**TEXTO EXTRAÍDO**:
■ ■ ■

A Resolução CFC nº 986/03 disciplina que a auditoria é exercida nas pessoas jurídicas de direito público, interno ou externo, e de direito privado. Nos termos da referida norma, os programas de trabalho devem ser estruturados na fase de planejamento, sendo possível a sua revisão:
- A)sempre que as circunstâncias o exigirem
Correta, porque a norma admite a revisão do programa de trabalho sempre que as circunstâncias mudarem ou exigirem adaptação.
- B)somente quando solicitado pela administração
Errada, porque a revisão não depende de autorização ou pedido da administração.
- C)exclusivamente quando amparada por teste substantivo
Errada, porque a revisão do programa de trabalho não está condicionada exclusivamente à existência de teste substantivo.
- D)quando justificada, se antes da aplicação dos respectivos procedimentos
Errada, porque a redação restringe indevidamente a revisão e não expressa a flexibilização prevista na norma.

■ ■ ■

**DADOS FORNECIDOS**:

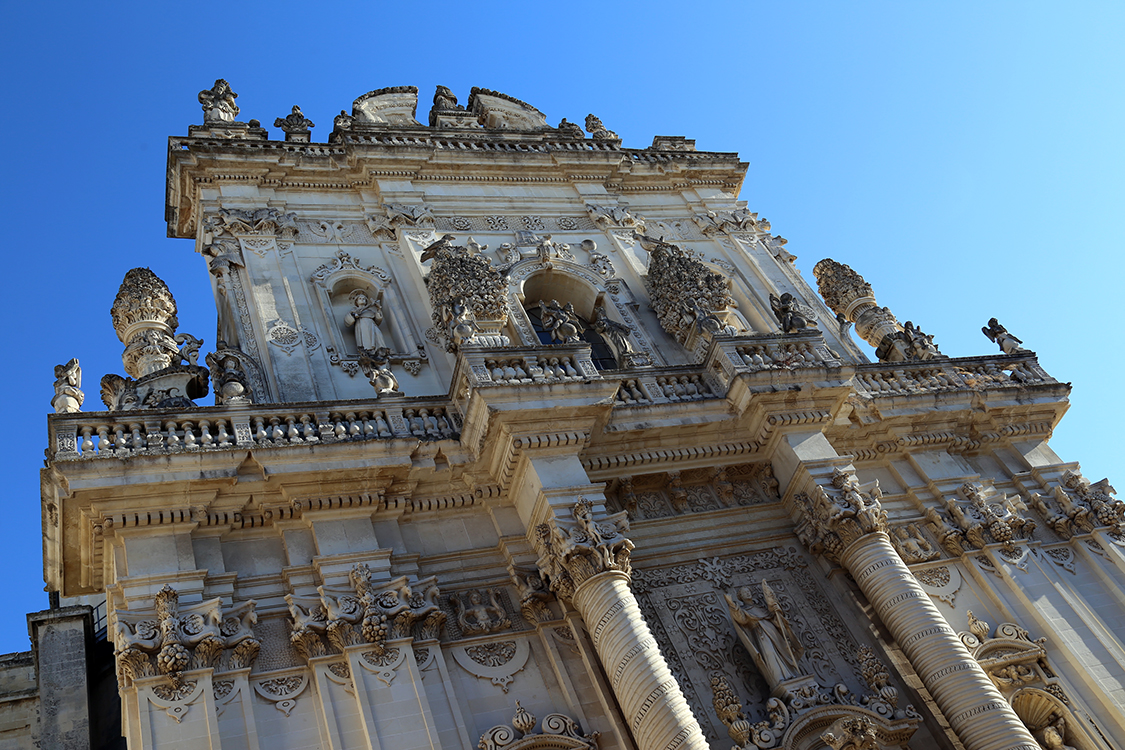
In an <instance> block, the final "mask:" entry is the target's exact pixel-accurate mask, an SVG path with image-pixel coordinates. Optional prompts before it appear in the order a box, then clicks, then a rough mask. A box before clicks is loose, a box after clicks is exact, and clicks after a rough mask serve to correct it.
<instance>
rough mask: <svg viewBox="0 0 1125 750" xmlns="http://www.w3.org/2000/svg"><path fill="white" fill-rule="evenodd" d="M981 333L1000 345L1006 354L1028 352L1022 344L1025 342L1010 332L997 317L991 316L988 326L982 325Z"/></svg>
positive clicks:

■ ■ ■

**TAREFA 1**:
Responda com base no texto sobre auditoria:
(a) Em que pessoas jurídicas a auditoria é exercida, segundo a Resolução CFC nº 986/03?
(b) Em que fase os programas de trabalho devem ser estruturados?
(c) A revisão do programa de trabalho depende de pedido da administração?
**TAREFA 2**: Transcreva do texto sobre auditoria o trecho que vai de "- B)somente quando" até "prevista na norma.", inclusive.
Responda com base somente no texto.

**RESPOSTA ESPERADA 1**:
(a) Nas pessoas jurídicas de direito público, interno ou externo, e de direito privado.
(b) Na fase de planejamento.
(c) Não. A revisão não depende de autorização nem de pedido da administração.

**RESPOSTA ESPERADA 2**:
- B)somente quando solicitado pela administração
Errada, porque a revisão não depende de autorização ou pedido da administração.
- C)exclusivamente quando amparada por teste substantivo
Errada, porque a revisão do programa de trabalho não está condicionada exclusivamente à existência de teste substantivo.
- D)quando justificada, se antes da aplicação dos respectivos procedimentos
Errada, porque a redação restringe indevidamente a revisão e não expressa a flexibilização prevista na norma.